La Gripe Española de 1918
Por Álvaro Mata
No son pocas las veces que la humanidad ha testimoniado la aparición de la influenza o gripe, uno de los virus más antiguos y mortales. Pero la más catastrófica de todas tuvo lugar en el año 1918 y se conoció como “gripe española”. Se calcula que murieron 100 millones de personas en el planeta.
En Venezuela, la población vivía en terribles condiciones de insalubridad y precarios servicios sanitarios, caldo de cultivo idóneo para que el virus prendiera como pólvora.
El primer caso de influenza se detectó en La Guaira el 16 de octubre de 1918. Al poco tiempo, Caracas entró en cuarentena. Un mes después, los decesos en la capital rondaban la centena cada día. Escaseaban los ataúdes y los cadáveres eran enterrados en improvisadas fosas comunes en las cercanías de los no menos improvisados hospitales.
Dos meses después, comenzaron a descender los índices de mortalidad, hasta que la situación fue controlada en la capital. Pero no fue ese el caso de Carabobo, donde aún se recuerdan los estragos de la “gripe española”. La peste se expandió rápidamente por todo el estado, y el gobernador huyó sin previo aviso, presa del pánico. No había nadie que hiciera frente a la situación y los carabobeños quedaron a la deriva. Jamás se pudo determinar el número de muertos en la región.
Eugenio Montejo, eximio poeta valenciano, evocó de esta manera el trágico episodio:
Güigüe 1918
Esta es la tierra de los míos, que duermen, que no
duermen,
largo valle de cañas frente a un lago,
con campanas cubiertas de siglos y polvo
que repiten de noche los gallos fantasmas.
Estoy a veinte años de mi vida,
no voy a nacer ahora que hay peste en el pueblo,
las carretas se cargan de cuerpos y parten,
son pocas las zanjas abiertas,
las campanas cansadas de doblar
bajan y cavan.
Puedo aguardar, voy a nacer muy lejos de este lago,
de sus miasmas,
mi padre partirá con los que queden,
lo esperaré más adelante.
Ahora soy esta luz que duerme, que no duerme,
atisbo por el hueco de los muros,
los caballos se atascan en fango y prosiguen,
miro la tinta que anota los nombres,
la caligrafía salvaje que imita los pastos.
La peste pasará, los libros en el tiempo amarillo
seguirán tras las hojas de los árboles.
Palpo el temblor de llamas en las velas
cuando las procesiones recorren las calles.
No he de nacer aquí,
hay cruces de zábila en las puertas que no quieren que nazca,
queda mucho dolor en las casas de barro.
Puedo aguardar, estoy a veinte años de mi vida,
soy el futuro que duerme, que no duerme,
la peste me privará de voces que son mías,
tendré que reinventar cada ademán, cada palabra.
Ahora soy esta luz al fondo de sus ojos,
ya naceré después, llevo escrita mi fecha,
estoy aquí con ellos hasta que se despidan,
sin que puedan mirarme me detengo:
quiero cerrarles suavemente los párpados.

> TAREA A REALIZAR: Reproduce el fragmento del texto sobre la gripe española comprendido entre "Puedo aguardar, estoy" y "suavemente los párpados.", ambos incluidos.

> LISTADO DE DATOS:
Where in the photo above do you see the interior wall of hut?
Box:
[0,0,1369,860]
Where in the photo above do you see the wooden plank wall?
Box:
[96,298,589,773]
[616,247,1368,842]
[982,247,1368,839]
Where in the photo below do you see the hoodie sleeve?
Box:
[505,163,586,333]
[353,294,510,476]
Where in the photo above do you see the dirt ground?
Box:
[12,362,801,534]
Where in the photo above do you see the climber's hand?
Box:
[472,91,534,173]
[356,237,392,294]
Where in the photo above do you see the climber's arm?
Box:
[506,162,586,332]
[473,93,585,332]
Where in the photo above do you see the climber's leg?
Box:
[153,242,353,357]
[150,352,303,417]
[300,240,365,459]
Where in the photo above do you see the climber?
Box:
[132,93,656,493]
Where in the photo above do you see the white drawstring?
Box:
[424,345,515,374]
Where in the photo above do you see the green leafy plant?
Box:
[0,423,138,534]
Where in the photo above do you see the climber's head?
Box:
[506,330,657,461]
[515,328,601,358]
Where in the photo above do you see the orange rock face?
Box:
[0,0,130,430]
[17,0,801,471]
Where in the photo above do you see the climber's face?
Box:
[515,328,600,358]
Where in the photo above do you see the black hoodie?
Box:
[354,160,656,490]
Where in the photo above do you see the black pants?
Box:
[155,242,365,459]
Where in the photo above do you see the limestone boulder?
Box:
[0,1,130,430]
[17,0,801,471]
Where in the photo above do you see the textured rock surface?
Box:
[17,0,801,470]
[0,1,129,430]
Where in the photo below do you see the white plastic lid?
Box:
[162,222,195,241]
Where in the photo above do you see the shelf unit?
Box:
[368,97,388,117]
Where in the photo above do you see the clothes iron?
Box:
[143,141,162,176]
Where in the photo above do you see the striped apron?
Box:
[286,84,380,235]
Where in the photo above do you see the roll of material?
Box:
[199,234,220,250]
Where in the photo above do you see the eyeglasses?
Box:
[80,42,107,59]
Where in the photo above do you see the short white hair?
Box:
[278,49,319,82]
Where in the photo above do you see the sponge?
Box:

> RESULTADO OBTENIDO:
Puedo aguardar, estoy a veinte años de mi vida,
soy el futuro que duerme, que no duerme,
la peste me privará de voces que son mías,
tendré que reinventar cada ademán, cada palabra.
Ahora soy esta luz al fondo de sus ojos,
ya naceré después, llevo escrita mi fecha,
estoy aquí con ellos hasta que se despidan,
sin que puedan mirarme me detengo:
quiero cerrarles suavemente los párpados.